(Exercise data begins)

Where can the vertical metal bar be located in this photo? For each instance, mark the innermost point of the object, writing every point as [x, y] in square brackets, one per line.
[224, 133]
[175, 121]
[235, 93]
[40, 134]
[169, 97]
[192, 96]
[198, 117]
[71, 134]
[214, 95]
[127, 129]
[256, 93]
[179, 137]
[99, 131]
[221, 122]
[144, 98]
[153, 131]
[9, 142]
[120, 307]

(Exercise data ends)

* _What is needed_:
Take the records shown above and output them again exactly.

* _Written answer_:
Where can the vertical metal bar be located in this photo? For each instance, mark the innermost point of the object, writing every point as [x, y] in square brackets, one per line.
[224, 133]
[175, 121]
[235, 93]
[40, 134]
[169, 97]
[192, 96]
[198, 117]
[71, 134]
[214, 95]
[127, 129]
[256, 93]
[179, 137]
[99, 131]
[221, 122]
[144, 98]
[153, 131]
[9, 142]
[120, 307]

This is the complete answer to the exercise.